Data to examine:
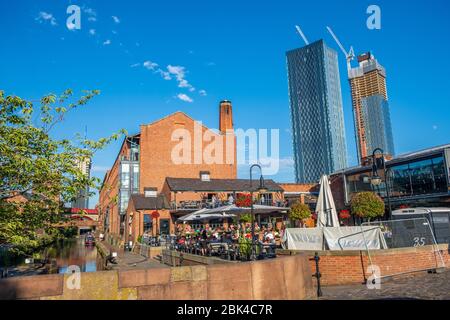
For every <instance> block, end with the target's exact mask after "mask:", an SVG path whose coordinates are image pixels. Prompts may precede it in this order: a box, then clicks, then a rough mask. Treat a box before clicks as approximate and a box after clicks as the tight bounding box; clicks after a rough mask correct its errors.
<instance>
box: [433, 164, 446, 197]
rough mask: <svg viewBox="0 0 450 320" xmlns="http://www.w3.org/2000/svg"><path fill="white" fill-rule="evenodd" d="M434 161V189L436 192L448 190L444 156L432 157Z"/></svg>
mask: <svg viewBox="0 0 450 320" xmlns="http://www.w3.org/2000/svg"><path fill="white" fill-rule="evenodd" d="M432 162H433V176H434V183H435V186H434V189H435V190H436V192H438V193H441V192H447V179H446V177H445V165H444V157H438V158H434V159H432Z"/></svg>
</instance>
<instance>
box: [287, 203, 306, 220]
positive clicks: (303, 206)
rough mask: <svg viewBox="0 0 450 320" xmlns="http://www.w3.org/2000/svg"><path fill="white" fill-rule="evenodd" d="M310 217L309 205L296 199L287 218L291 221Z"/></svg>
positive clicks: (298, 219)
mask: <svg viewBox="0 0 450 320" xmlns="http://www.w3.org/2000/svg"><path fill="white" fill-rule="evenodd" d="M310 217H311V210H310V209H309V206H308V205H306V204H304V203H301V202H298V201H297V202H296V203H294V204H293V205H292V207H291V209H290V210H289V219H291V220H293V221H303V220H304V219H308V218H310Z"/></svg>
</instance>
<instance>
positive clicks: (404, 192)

Exercise description:
When you copy the entries above, keep every word exactly and omit the images.

Response:
For every <instance> block, end with the target's exact mask after "mask:", an SVG path whose coordinates are image pixels. Prompts may precede it in this order: a box, then clicks, then a rough mask. Treat a box before clicks as approximate and a box after clicks as the tight bounding box; clicks after a rough mask correct its errors.
<instance>
box: [433, 164, 446, 197]
rough mask: <svg viewBox="0 0 450 320" xmlns="http://www.w3.org/2000/svg"><path fill="white" fill-rule="evenodd" d="M434 161V189L436 192L448 190L444 156L432 157Z"/></svg>
mask: <svg viewBox="0 0 450 320" xmlns="http://www.w3.org/2000/svg"><path fill="white" fill-rule="evenodd" d="M432 162H433V176H434V183H435V186H434V189H435V190H436V192H438V193H441V192H447V179H446V177H445V165H444V157H438V158H434V159H432Z"/></svg>
</instance>
<instance>
box: [287, 203, 306, 220]
positive clicks: (303, 206)
rough mask: <svg viewBox="0 0 450 320" xmlns="http://www.w3.org/2000/svg"><path fill="white" fill-rule="evenodd" d="M310 217L309 205L296 199L287 218L291 221Z"/></svg>
positive clicks: (298, 219)
mask: <svg viewBox="0 0 450 320" xmlns="http://www.w3.org/2000/svg"><path fill="white" fill-rule="evenodd" d="M310 217H311V210H310V209H309V206H308V205H306V204H304V203H301V202H298V201H297V202H296V203H294V204H293V205H292V207H291V209H290V210H289V219H291V220H293V221H303V220H304V219H308V218H310Z"/></svg>
</instance>
<instance>
positive clicks: (404, 192)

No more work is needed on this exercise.